_Work instructions_
Output the items as a two-column CSV with headers "label" and "points", starting at the line that contains "Spot the tree" and ending at the end of the items, with one row per item. Put its text and its answer each in a single quoted field, with line breaks replaced by spaces.

### Raw data ###

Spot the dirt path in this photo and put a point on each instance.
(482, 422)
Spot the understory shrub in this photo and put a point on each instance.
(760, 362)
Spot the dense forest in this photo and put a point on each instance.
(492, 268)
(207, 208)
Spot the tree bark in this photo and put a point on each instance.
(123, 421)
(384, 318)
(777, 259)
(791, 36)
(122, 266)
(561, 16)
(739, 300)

###

_Answer to this problem_
label,points
"Spot the tree bark in this photo and put a point on each instance.","(123, 421) (384, 318) (777, 259) (791, 36) (122, 266) (561, 16) (739, 300)"